Problem statement:
Please list, copied in full, each line below that contains the word "ground".

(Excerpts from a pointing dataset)
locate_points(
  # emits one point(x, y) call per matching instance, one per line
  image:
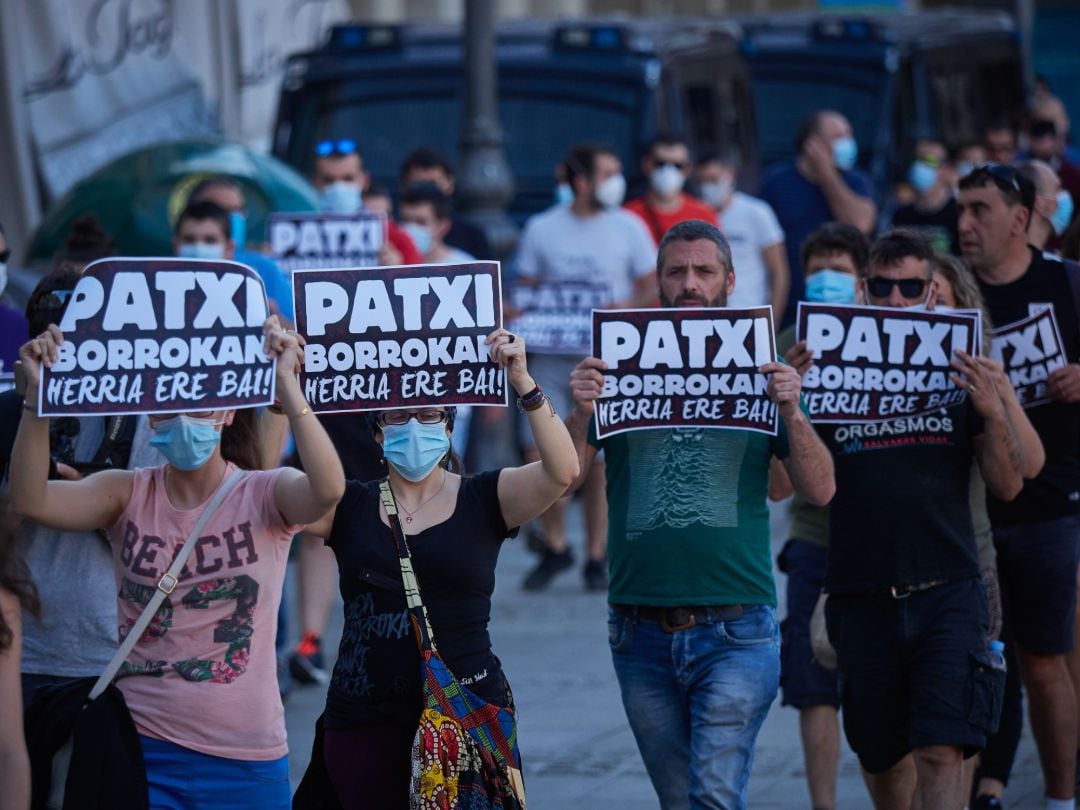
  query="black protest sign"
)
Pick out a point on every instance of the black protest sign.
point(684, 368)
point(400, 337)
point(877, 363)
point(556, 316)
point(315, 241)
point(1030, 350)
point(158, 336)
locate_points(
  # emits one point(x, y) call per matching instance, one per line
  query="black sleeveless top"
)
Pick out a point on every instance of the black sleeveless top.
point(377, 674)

--

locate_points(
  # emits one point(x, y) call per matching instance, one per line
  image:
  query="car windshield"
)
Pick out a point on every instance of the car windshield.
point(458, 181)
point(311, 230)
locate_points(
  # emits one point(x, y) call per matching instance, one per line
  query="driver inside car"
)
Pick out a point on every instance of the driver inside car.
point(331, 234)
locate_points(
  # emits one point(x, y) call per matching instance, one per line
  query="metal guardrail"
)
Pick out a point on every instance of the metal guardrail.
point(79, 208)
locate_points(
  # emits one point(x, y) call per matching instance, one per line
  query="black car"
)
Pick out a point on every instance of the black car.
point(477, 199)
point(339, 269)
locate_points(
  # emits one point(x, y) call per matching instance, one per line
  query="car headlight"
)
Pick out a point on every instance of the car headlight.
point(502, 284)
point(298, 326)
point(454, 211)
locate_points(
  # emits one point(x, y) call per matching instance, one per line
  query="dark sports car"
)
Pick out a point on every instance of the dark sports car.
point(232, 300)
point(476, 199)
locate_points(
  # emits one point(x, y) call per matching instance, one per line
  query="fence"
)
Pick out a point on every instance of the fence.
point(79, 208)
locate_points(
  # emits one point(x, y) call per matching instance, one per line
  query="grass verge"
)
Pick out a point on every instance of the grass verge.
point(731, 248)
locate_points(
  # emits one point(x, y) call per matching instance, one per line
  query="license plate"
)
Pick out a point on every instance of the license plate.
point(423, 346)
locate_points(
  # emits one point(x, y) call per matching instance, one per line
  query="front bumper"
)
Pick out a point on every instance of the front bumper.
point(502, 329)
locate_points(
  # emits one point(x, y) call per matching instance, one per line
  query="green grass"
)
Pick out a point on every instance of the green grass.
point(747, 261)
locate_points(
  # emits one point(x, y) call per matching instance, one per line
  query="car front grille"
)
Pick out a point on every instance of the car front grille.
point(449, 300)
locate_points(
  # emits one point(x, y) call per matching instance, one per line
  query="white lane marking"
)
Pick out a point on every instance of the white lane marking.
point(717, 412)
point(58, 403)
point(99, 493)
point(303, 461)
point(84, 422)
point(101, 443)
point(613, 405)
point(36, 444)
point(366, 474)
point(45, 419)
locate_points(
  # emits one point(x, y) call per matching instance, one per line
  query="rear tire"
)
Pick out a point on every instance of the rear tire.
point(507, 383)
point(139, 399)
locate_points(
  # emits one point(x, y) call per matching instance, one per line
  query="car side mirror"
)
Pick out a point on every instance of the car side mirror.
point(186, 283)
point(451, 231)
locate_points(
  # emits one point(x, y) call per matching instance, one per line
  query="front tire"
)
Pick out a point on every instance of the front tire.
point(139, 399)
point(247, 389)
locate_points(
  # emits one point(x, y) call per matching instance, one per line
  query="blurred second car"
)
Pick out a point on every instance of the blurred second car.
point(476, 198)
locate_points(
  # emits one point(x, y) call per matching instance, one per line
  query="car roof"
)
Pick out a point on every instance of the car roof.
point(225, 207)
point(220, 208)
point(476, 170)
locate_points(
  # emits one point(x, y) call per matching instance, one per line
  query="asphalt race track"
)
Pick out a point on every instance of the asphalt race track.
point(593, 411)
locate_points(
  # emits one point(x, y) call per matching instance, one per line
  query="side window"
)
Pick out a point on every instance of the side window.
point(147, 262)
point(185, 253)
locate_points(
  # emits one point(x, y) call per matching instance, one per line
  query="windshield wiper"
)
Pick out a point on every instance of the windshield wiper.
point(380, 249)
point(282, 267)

--

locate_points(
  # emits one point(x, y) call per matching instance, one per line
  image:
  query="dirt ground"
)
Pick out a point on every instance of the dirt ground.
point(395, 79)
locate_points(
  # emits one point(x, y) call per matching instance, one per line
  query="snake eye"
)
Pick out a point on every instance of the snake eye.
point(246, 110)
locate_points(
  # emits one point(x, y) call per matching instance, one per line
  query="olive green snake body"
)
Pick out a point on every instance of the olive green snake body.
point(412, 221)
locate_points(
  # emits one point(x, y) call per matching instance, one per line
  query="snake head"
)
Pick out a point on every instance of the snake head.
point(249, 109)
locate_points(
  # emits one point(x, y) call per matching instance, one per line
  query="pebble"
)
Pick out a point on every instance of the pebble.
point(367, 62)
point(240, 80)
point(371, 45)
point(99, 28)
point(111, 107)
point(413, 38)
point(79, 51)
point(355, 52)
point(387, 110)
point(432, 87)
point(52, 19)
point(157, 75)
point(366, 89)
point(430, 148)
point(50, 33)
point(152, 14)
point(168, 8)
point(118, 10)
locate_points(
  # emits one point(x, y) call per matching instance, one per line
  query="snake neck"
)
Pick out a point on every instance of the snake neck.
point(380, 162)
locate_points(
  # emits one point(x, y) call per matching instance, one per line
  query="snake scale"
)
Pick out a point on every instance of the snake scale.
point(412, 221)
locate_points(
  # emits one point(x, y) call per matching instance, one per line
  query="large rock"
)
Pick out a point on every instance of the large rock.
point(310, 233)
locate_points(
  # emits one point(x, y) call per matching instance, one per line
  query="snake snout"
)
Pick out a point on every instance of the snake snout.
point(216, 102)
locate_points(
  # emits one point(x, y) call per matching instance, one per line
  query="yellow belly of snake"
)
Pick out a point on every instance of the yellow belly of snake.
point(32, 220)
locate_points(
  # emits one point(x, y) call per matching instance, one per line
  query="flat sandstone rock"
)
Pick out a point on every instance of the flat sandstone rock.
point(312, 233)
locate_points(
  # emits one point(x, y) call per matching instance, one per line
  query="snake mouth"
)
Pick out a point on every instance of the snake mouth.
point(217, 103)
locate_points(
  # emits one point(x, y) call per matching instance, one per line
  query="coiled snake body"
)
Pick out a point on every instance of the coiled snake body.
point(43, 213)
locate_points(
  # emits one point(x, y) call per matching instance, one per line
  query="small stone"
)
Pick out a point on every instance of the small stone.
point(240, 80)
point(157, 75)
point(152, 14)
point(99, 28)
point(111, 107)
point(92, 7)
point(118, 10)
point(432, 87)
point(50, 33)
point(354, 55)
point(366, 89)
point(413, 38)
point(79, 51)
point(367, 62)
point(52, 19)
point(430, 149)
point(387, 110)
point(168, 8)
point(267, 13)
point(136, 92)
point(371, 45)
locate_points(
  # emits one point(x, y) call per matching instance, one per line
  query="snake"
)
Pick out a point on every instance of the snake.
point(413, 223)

Complete response:
  query="dirt ground"
Pick out a point on every instance of the dirt ground.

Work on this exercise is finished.